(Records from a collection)

════

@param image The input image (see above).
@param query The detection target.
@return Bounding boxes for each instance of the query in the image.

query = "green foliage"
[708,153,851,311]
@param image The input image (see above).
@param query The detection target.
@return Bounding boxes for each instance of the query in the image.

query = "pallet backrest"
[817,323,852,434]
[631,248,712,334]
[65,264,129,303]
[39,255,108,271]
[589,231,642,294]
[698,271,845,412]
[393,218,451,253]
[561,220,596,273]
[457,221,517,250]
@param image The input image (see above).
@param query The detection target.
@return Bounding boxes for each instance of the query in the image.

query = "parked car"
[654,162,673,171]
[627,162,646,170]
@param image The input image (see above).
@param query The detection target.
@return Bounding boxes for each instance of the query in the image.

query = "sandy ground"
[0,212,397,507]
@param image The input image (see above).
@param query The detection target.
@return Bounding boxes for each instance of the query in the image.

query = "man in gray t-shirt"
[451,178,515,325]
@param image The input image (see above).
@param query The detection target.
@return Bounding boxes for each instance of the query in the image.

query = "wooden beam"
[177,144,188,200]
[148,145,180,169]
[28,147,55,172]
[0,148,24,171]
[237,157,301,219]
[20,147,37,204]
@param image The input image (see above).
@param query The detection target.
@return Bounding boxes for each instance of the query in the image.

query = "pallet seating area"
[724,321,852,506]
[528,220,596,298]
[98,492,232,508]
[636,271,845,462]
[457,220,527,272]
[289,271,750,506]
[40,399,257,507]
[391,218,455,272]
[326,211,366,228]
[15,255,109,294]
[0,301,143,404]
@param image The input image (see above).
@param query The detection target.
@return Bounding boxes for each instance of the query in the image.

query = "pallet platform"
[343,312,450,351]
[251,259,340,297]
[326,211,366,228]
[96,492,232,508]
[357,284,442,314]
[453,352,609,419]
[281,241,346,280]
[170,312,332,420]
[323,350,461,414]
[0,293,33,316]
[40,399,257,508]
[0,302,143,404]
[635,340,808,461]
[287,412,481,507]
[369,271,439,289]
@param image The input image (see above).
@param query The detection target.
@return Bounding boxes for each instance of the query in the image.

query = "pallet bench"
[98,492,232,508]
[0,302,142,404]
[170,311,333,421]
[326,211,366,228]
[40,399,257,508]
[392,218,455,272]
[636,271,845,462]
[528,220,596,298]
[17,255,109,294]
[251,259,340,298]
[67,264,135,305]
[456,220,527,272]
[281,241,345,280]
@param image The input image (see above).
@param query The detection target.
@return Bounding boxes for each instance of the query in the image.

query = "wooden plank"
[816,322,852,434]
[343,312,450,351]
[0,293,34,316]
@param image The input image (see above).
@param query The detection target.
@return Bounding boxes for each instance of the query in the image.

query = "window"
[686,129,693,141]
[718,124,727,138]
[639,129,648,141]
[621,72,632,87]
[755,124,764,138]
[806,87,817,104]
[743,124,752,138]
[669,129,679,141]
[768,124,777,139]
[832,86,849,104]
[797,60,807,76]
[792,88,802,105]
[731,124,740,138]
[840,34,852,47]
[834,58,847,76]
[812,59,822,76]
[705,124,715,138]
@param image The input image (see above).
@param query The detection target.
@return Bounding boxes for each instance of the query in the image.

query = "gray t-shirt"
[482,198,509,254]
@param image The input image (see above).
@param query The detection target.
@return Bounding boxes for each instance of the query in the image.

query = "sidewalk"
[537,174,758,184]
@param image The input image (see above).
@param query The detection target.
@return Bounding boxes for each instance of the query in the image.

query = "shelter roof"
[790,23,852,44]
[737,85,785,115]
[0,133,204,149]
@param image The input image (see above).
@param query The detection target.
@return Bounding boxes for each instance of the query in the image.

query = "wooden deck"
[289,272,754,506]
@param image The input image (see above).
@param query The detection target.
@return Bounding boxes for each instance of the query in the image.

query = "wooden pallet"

════

The data is to be reproduced in full, every line intact.

@param image The input image (see above).
@param query The detection target.
@return Bounding boxes for each instance of the query in the image.

query = "green foliage"
[708,153,851,311]
@param image The input image (see above).
@param query The detection target.
@return Bounding boxes for each instance of the query in the image.

query = "pallet backrest"
[817,323,852,434]
[631,248,712,334]
[65,264,129,303]
[39,255,108,271]
[589,231,642,294]
[698,271,845,412]
[393,218,451,253]
[561,220,596,273]
[457,221,517,250]
@param image The input image (see above).
@param query The detection target.
@return Bounding boxes for each instance of the query in the image.

query = "parked car"
[654,162,673,171]
[627,162,646,170]
@param image The input image (see above).
@param query The detection target.
@return Bounding boxes for each instance of the query in the image.

query = "sandy ground"
[0,212,397,507]
@param image The input image (see above).
@param query The detection target.
@return Bounding boxes for each instance of the query in the image.

query = "man in gray t-shirt"
[451,178,515,325]
@param image The input image (see above).
@param query The detection target.
@return Bounding boxes for each instance of the query in the image.

query = "wooden beam"
[177,144,188,200]
[148,145,180,169]
[28,147,55,172]
[0,148,24,171]
[237,157,301,219]
[20,147,37,204]
@param image The input image (see above).
@param query The detection target.
@return Bounding boxes for each instance of the query in the image.

query = "pallet seating area"
[724,321,852,506]
[528,220,596,298]
[98,492,232,508]
[636,271,845,462]
[457,220,527,272]
[289,271,750,506]
[40,399,257,507]
[391,218,455,272]
[326,211,366,228]
[15,255,109,294]
[0,301,143,404]
@param image The input image (see above).
@param query The detection target.
@return Bounding boxes for each instance of the query in the image.

query = "pallet platform"
[343,312,450,351]
[251,259,340,297]
[326,211,366,228]
[96,492,232,508]
[357,284,442,314]
[453,352,609,419]
[281,241,346,280]
[170,312,332,420]
[323,350,461,414]
[0,293,33,316]
[40,399,257,508]
[0,302,143,404]
[635,340,808,461]
[287,412,481,507]
[369,271,439,289]
@param image The input image (see above).
@param query The detection target.
@return Bounding boxes for each instance of the query in the image.

query = "pallet bench"
[98,492,232,508]
[0,302,142,404]
[170,311,333,421]
[326,211,366,228]
[40,399,257,508]
[392,218,455,272]
[636,271,845,462]
[528,220,596,298]
[17,255,109,294]
[251,259,340,298]
[67,264,135,305]
[456,220,527,272]
[281,241,345,280]
@param image The input image (see above).
@param query The detection target.
@return Bounding boxes for each instance of the query in the image.

query = "wooden plank"
[816,322,852,434]
[343,312,450,351]
[0,293,34,316]
@param image The input image (see above).
@param query The detection target.
@return Bounding boxes for each instance of the query in the image.

query = "window"
[686,129,693,141]
[718,124,727,138]
[639,129,648,141]
[621,72,632,87]
[755,124,764,138]
[806,87,817,104]
[743,124,752,138]
[669,129,679,141]
[768,124,777,139]
[832,86,849,104]
[797,60,807,76]
[792,88,802,105]
[731,124,740,138]
[840,34,852,47]
[834,58,847,76]
[812,59,822,76]
[705,124,715,138]
@param image The input image (see above).
@param query The detection target.
@return Bounding boxes for each instance of the query in the image.

query = "gray t-shirt"
[482,198,509,254]
@param image The input image (see above).
@param query The detection target.
@return Bounding boxes for each instance of the query in the image.

query = "sidewalk"
[537,174,758,184]
@param image The input image (see above).
@param query The detection target.
@return Bounding boxes for each instance of the query in the image.

query = "shelter roof"
[790,23,852,44]
[737,85,785,115]
[0,133,204,149]
@param image The input image (see above).
@param query The detection target.
@return Bounding boxes for each instance of the query in the image.

query = "wooden deck"
[289,272,754,506]
@param image The input image (see above).
@param query The detection target.
@return Bounding boxes for each instance of the query in the image.

query = "wooden pallet"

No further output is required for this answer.